(Point annotation dataset items)

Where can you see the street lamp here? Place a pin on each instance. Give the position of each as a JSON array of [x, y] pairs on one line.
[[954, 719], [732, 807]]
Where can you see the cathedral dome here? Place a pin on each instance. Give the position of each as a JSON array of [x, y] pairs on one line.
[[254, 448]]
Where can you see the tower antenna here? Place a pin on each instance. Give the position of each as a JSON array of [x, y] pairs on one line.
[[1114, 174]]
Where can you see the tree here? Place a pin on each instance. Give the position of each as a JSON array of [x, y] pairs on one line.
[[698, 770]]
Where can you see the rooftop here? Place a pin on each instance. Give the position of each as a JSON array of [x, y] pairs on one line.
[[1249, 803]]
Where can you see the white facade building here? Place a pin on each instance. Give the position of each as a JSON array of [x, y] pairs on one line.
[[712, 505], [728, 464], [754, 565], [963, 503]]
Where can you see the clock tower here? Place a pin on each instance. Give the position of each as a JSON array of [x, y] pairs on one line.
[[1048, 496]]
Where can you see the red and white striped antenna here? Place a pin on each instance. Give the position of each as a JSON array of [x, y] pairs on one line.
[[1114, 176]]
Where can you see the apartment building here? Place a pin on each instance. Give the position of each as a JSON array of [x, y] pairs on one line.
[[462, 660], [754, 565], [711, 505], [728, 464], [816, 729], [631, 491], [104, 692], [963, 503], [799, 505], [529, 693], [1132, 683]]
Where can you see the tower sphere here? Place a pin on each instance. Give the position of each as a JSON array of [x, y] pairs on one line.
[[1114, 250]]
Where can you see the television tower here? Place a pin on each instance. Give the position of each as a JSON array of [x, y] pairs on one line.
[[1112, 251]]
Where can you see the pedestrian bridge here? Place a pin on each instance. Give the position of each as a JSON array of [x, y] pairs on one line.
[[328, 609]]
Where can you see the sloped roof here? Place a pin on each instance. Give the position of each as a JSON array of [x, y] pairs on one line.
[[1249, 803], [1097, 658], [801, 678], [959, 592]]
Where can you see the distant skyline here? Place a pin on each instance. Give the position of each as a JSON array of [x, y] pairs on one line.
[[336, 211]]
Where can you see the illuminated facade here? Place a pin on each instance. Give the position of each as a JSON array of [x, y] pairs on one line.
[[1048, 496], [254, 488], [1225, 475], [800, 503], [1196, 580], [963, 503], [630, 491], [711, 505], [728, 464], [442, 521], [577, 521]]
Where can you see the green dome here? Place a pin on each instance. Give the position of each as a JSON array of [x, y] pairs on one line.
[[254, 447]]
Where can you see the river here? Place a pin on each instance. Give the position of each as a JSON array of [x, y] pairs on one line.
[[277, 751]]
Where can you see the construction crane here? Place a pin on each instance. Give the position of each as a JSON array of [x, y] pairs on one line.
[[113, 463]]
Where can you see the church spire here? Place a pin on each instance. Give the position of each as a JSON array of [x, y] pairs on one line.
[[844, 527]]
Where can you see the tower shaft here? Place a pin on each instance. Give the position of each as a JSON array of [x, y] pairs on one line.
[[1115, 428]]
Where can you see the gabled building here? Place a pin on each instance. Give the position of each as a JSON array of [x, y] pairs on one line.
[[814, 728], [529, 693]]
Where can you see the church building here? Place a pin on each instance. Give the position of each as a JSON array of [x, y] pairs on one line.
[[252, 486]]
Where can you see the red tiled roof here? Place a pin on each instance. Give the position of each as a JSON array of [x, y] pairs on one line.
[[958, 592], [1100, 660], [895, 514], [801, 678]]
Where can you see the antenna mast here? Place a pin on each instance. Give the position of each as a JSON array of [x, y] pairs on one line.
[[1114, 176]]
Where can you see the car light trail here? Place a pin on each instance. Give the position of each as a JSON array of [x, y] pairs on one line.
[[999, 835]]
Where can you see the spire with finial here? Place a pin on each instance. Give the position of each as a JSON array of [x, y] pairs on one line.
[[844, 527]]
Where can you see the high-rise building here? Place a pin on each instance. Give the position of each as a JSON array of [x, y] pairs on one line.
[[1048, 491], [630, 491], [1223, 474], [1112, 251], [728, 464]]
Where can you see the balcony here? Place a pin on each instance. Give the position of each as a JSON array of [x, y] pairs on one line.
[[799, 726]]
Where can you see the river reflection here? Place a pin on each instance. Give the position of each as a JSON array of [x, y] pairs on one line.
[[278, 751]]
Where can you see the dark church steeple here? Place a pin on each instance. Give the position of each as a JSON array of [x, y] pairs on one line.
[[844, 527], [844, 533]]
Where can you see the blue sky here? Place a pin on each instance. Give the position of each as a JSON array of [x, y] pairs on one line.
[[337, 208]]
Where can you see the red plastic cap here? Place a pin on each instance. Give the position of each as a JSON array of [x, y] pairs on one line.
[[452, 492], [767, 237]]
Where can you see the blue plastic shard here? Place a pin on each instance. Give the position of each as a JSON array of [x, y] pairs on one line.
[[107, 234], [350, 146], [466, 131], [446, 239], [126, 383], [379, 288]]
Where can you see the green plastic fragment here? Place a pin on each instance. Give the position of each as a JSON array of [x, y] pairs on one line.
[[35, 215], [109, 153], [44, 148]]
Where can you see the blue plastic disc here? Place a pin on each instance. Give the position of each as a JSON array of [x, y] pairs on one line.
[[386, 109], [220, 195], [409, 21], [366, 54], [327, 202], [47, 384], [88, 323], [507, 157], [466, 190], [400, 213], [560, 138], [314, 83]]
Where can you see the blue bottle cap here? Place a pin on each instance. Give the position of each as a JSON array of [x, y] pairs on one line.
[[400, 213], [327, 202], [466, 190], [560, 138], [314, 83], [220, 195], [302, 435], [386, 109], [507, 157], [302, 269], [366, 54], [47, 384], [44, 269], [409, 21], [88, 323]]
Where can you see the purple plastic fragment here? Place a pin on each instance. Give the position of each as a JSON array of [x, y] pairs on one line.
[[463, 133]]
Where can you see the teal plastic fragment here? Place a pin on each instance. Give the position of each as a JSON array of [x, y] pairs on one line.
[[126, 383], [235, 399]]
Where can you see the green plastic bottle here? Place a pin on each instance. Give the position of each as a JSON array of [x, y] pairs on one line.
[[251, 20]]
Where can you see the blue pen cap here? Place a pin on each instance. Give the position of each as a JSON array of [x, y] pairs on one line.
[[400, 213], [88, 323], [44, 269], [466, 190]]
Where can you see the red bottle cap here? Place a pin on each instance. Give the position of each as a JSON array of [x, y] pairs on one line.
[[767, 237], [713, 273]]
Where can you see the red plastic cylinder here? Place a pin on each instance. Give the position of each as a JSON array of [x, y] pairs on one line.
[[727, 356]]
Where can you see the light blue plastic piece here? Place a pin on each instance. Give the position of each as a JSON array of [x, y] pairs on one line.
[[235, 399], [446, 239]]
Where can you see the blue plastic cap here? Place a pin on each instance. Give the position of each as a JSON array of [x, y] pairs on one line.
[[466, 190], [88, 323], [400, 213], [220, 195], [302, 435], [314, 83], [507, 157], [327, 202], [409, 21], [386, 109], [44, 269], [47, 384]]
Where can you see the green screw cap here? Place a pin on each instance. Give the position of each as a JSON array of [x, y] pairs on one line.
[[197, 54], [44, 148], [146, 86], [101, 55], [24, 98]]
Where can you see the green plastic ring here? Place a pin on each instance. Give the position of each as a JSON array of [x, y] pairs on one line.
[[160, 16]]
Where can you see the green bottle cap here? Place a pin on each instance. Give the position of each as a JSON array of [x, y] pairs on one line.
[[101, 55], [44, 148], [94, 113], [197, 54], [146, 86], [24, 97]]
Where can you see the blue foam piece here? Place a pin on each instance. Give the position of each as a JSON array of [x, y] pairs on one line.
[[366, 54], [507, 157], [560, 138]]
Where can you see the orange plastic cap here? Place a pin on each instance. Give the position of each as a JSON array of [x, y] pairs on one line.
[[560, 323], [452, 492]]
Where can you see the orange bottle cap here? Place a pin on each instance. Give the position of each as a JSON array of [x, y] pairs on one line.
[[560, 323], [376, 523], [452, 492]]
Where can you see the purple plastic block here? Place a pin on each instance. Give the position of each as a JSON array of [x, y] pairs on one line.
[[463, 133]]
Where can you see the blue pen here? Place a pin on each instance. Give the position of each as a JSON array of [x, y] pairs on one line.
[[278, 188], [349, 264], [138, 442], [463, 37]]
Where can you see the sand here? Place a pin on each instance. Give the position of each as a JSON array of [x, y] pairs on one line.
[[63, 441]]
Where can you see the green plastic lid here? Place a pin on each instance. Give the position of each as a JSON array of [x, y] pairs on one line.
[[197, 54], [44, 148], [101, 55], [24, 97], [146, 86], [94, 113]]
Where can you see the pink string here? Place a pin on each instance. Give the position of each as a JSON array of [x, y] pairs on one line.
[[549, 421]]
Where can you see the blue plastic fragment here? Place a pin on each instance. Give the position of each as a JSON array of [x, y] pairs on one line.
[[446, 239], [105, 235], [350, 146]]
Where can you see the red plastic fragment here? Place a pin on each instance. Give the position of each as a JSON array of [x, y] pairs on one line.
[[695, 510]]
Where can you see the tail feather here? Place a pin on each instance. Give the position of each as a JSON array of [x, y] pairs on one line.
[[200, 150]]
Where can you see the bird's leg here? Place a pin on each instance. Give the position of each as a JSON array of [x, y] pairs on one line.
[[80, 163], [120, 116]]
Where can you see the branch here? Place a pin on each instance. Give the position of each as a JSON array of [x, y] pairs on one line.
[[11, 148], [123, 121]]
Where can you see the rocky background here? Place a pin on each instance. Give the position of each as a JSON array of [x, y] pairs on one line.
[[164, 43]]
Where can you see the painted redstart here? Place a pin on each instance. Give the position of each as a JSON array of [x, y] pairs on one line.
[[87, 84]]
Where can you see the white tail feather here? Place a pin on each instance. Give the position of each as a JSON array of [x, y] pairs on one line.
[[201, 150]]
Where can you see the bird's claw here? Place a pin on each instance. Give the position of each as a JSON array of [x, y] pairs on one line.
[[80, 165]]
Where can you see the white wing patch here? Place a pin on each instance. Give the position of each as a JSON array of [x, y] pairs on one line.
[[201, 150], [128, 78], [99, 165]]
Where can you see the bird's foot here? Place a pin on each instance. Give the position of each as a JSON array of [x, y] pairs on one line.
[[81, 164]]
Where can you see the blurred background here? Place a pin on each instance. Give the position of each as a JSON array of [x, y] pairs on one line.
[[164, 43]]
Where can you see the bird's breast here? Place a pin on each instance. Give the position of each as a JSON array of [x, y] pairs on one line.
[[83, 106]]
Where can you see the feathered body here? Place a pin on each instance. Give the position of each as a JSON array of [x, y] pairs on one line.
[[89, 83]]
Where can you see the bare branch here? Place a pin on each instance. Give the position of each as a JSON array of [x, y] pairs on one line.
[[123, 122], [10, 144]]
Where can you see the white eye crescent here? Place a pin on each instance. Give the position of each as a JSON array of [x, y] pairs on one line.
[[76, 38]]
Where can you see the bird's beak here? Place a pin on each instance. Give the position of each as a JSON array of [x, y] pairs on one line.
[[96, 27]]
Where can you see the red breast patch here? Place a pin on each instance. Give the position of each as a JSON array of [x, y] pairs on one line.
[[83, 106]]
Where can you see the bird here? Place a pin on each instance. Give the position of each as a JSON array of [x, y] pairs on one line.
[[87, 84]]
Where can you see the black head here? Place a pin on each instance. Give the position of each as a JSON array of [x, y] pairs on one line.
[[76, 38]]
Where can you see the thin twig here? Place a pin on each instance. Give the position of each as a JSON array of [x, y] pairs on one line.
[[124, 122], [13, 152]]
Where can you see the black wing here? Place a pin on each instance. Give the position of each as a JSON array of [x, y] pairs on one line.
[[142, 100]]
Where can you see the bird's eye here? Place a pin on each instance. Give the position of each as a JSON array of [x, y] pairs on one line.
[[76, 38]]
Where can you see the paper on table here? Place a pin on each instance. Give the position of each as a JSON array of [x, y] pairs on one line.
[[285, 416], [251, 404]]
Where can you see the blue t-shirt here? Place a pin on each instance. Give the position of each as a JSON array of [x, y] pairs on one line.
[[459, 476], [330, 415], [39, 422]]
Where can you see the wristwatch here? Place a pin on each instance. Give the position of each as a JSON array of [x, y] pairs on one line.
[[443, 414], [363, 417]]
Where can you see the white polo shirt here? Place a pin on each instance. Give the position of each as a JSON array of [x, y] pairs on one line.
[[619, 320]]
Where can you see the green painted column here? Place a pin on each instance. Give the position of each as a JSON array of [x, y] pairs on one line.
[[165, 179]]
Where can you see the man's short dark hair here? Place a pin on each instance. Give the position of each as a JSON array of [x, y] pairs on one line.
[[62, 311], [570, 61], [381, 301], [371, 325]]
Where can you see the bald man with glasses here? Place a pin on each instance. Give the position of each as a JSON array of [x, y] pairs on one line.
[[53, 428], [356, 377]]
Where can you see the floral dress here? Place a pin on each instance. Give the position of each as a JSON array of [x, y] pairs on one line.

*PROBLEM*
Write out again the part of the items that opens with the line containing "Where can you see the car" and closes with the line containing "[[452, 492], [767, 237]]", keeping every line, and shift each coordinate by adding 50 to it.

*WRITTEN ANSWER*
Where can you see the car light trail here? Place a pin on each instance. Give the position of each as a JSON array of [x, y] pairs on one line.
[[1049, 885]]
Where can you see the spire with finial here? Place a pin on each instance. Give the position of each as a JSON array of [x, y] pairs on one line.
[[894, 577]]
Where can you see the high-rise building here? Place a pin on each instance. Give the position of each as a JSON array of [x, y] pairs on one line.
[[1098, 541], [680, 541], [1273, 524], [1162, 301], [778, 514]]
Where can you see the balcony here? Place a pin on each instance. Give the position of each as a JSON array of [x, y] pairs on one line.
[[849, 776]]
Where can you see the river reflection here? Place a pin on each instance. Give the position of each as a JSON array of [x, y] pairs on one line.
[[328, 801]]
Where can you see the dark church steeple here? Place a pin on each instance. Give the position of each as a JSON array of [x, y] pairs on one line.
[[894, 577], [894, 583]]
Where can you see the blue sky here? Place a pin on each instance. Give the position of each as a JSON array of [x, y] pairs on one line.
[[387, 258]]
Where can you see the red plastic cap here? Place a pin on each instance. Give the position of each as a JSON array of [x, y] pairs on one line.
[[502, 542], [817, 287]]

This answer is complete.